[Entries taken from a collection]
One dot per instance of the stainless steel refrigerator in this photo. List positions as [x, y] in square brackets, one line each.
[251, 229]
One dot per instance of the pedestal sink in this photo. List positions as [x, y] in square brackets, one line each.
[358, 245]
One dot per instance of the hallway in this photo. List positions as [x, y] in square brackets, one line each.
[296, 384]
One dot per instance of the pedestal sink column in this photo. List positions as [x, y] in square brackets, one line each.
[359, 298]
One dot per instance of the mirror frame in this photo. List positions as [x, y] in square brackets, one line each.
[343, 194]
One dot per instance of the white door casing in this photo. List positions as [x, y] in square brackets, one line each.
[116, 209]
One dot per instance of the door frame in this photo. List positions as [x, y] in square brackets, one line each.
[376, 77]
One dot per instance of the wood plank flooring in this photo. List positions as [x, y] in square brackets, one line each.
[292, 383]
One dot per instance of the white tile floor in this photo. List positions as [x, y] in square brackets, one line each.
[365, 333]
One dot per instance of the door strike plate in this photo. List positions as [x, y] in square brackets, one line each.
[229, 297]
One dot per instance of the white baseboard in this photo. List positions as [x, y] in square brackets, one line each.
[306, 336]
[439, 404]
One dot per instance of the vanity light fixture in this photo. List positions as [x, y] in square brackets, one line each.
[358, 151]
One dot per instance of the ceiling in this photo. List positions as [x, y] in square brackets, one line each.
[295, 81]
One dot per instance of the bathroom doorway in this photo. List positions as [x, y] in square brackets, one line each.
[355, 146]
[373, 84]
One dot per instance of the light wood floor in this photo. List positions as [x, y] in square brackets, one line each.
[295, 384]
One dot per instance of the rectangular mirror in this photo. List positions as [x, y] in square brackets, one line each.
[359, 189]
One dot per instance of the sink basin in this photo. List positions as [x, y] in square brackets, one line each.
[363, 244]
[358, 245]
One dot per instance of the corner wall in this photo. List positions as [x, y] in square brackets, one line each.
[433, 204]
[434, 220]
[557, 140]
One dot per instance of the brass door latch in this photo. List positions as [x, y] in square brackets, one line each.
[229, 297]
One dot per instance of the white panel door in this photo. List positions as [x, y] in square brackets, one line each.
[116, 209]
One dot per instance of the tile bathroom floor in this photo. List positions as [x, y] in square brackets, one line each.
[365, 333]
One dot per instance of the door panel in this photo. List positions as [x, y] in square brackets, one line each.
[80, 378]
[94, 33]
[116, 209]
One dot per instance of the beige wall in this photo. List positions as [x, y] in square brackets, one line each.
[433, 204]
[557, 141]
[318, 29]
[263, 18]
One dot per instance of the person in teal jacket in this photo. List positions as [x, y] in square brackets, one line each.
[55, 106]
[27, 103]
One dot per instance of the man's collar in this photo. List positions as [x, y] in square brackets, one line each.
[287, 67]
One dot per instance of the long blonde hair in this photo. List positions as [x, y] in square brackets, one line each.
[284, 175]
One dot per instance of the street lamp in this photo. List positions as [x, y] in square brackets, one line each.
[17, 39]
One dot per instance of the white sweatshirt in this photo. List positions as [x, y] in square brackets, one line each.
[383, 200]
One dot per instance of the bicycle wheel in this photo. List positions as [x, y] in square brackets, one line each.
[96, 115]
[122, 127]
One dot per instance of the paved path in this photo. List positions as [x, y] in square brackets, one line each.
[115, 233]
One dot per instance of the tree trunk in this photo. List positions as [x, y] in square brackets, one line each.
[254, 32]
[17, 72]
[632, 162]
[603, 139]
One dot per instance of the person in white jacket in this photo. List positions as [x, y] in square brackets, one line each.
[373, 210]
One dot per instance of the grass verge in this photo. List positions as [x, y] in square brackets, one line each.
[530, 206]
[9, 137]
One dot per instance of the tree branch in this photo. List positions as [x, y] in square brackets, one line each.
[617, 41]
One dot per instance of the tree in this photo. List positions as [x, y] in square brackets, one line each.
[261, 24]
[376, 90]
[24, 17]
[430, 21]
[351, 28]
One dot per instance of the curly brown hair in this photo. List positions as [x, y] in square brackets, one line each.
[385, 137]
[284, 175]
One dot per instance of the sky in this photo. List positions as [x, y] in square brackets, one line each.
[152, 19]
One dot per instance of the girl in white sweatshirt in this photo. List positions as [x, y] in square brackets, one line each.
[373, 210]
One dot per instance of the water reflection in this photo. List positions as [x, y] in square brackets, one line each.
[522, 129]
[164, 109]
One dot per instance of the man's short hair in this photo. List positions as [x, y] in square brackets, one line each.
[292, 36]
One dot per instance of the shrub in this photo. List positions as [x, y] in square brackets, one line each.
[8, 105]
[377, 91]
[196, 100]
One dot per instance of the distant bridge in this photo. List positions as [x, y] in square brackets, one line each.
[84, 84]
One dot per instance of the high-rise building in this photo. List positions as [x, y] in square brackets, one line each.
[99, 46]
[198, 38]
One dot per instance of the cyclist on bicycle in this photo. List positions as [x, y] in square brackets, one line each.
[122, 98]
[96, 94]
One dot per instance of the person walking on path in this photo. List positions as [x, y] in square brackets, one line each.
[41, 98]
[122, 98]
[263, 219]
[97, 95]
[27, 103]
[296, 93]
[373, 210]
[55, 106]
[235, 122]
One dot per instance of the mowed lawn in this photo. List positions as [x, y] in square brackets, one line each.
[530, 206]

**Directions:**
Reproduce every line above, keeping each word exactly as it appears.

**Response area:**
One dot per instance of the stainless steel refrigerator in this photo. List positions as [x, y] in square brackets, one line each.
[251, 229]
One dot per instance of the pedestal sink in this photo. List positions as [x, y] in square brackets, one line each.
[358, 245]
One dot per instance of the hallway in this photo. List positions as [x, y] in square brackets, one line each.
[296, 384]
One dot per instance of the pedestal sink column in this photo. List positions as [x, y] in square brackets, one line each.
[359, 298]
One dot per instance of the mirror frame in this photo. List positions as [x, y] in square brackets, one line each.
[343, 194]
One dot per instance of the white door casing in this photo. List positions as [x, y] in square brackets, one line each.
[116, 209]
One dot per instance of the door frame in this photo. List positions as [x, y] in square brackets, one line each.
[376, 77]
One dot per instance of the wood plank flooring in this photo. List positions as [x, y] in square brackets, one line each.
[292, 383]
One dot per instance of the white tile floor in this photo. List positions as [x, y] in square brackets, one line each.
[365, 333]
One dot per instance of the door strike plate in this photo. List positions as [x, y] in square brackets, one line each.
[229, 297]
One dot per instance of the white baseboard in this photo. List positions as [x, y] in square brackets, one line each.
[306, 336]
[439, 404]
One dot per instance of the vanity light fixture in this photo. List positions as [x, y] in square brackets, one line each.
[358, 151]
One dot per instance of the ceiling in this photo. List positions as [x, y] in square brackets, one line each.
[295, 81]
One dot per instance of the bathroom doorway in this photo. List positions as [x, y] in square brackets, one line each.
[355, 146]
[373, 84]
One dot per instance of the light wood floor in this photo. List positions as [x, y] in square brackets, one line each.
[295, 384]
One dot per instance of the rectangular mirror in this photo. List positions as [x, y] in square brackets, one line each.
[359, 189]
One dot per instance of the sink basin in this photo. List positions as [x, y] in square brackets, one line each.
[363, 244]
[358, 245]
One dot per instance of the corner wall in this photo. List positions as [x, y] in square brackets, one line each.
[433, 204]
[434, 220]
[557, 140]
One dot per instance of the brass door latch in this photo. List positions as [x, y] in square brackets, one line each.
[229, 297]
One dot per instance of the white panel door in this photo. List positions as [x, y] in square brackets, one line each.
[116, 209]
One dot per instance of the tile bathroom floor in this photo. List positions as [x, y] in square brackets, one line each.
[365, 333]
One dot per instance of the door panel in this photo. List positions as [x, y] in square brackets, one line each.
[80, 378]
[94, 33]
[116, 209]
One dot per instance of the beige wall in this photo. List positions as [x, y] in square brackets, one line each.
[433, 204]
[557, 141]
[318, 29]
[263, 18]
One dot per instance of the person in teal jacket in this photo. List positions as [x, y] in square brackets, one line each.
[55, 106]
[27, 103]
One dot per instance of the man's collar in this photo. List positions as [x, y] in square brackets, one line each.
[287, 67]
One dot per instance of the long blonde hair in this photo. List positions as [x, y] in square brackets, one line each.
[284, 175]
One dot per instance of the street lamp in this photo. List positions as [x, y] in square brackets, one line each.
[17, 39]
One dot per instance of the white sweatshirt in this photo. List positions as [x, y] in square brackets, one line each.
[383, 200]
One dot per instance of the bicycle wheel in this photo. List positions as [x, y] in square brackets, one line each.
[96, 115]
[122, 127]
One dot per instance of the paved path in this photo. List positions as [x, y] in square brackets, one line each.
[115, 233]
One dot per instance of the tree trunk in this photo. List positions as [x, y] in square brackets, one line each.
[254, 32]
[17, 72]
[632, 162]
[603, 139]
One dot per instance of the person in white jacket in this photo. List positions as [x, y] in square brackets, one line each.
[373, 210]
One dot per instance of the grass verge in this photo. List positions as [x, y] in square brackets, one line each.
[530, 206]
[9, 137]
One dot per instance of the tree branch in this photo. List positions as [x, y] in square brackets, one line each.
[617, 41]
One dot per instance of the tree in this photo. List positions as [x, y] in square brackets, one line each.
[261, 24]
[376, 90]
[24, 17]
[430, 21]
[351, 28]
One dot per instance of the curly brown hair in this photo. List positions as [x, y] in square brackets, one line each.
[385, 137]
[284, 175]
One dot per instance of the sky in this photo. List positions as [x, y] in square brackets, one line each.
[152, 19]
One dot per instance of the girl in white sweatshirt in this photo. List positions as [x, y] in square brackets, one line each.
[373, 210]
One dot per instance of the water reflection in this photo. List positions as [x, y] in square brackets, one line each.
[522, 129]
[164, 109]
One dot per instance of the man's short hair in this photo. List positions as [x, y] in square brackets, one line each.
[292, 36]
One dot per instance of the shrub in this photo. List positions as [x, y] in square brackets, one line each.
[8, 105]
[377, 91]
[196, 100]
One dot per instance of the distant bridge in this photo. List positions as [x, y] in square brackets, one line each.
[84, 84]
One dot per instance of the high-rise building in this photo. List positions as [x, y] in square brackets, one line each.
[99, 46]
[198, 38]
One dot per instance of the cyclist on bicycle in this photo. List positions as [x, y] in square brackets, one line each.
[122, 98]
[96, 94]
One dot per instance of the person walking on path in this photo. List positions as [x, y] in square brackets, one line each.
[41, 98]
[122, 98]
[263, 219]
[97, 95]
[27, 103]
[296, 93]
[373, 210]
[55, 106]
[235, 122]
One dot per instance of the mowed lawn in this photo. List positions as [x, y] in square brackets, one line each.
[530, 206]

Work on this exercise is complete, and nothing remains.